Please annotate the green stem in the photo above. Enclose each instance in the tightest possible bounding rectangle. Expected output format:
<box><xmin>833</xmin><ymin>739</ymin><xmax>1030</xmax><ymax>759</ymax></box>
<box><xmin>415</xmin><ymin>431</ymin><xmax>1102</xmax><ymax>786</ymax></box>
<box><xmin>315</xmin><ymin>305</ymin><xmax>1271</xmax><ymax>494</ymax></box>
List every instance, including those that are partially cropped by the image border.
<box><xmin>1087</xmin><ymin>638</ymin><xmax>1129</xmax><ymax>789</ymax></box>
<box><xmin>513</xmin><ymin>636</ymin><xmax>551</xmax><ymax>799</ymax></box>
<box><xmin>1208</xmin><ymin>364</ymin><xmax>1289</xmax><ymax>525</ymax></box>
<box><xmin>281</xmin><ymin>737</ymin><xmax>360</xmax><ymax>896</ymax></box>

AIM
Update all the rows above by replacing "green stem" with "flower bud", leaving everything else unchanged.

SOLUTION TO THE PROBLEM
Please annotate the flower bud in the photo above. Enclose each instance in the tightest possible bounding rectangle. Expected output format:
<box><xmin>833</xmin><ymin>739</ymin><xmax>1030</xmax><ymax>759</ymax></box>
<box><xmin>415</xmin><ymin>431</ymin><xmax>1102</xmax><ymax>786</ymax></box>
<box><xmin>315</xmin><ymin>305</ymin><xmax>1271</xmax><ymax>494</ymax></box>
List every instance, including those that are partially cropped by the image border.
<box><xmin>1087</xmin><ymin>638</ymin><xmax>1129</xmax><ymax>789</ymax></box>
<box><xmin>513</xmin><ymin>636</ymin><xmax>551</xmax><ymax>799</ymax></box>
<box><xmin>1208</xmin><ymin>364</ymin><xmax>1289</xmax><ymax>525</ymax></box>
<box><xmin>281</xmin><ymin>737</ymin><xmax>360</xmax><ymax>896</ymax></box>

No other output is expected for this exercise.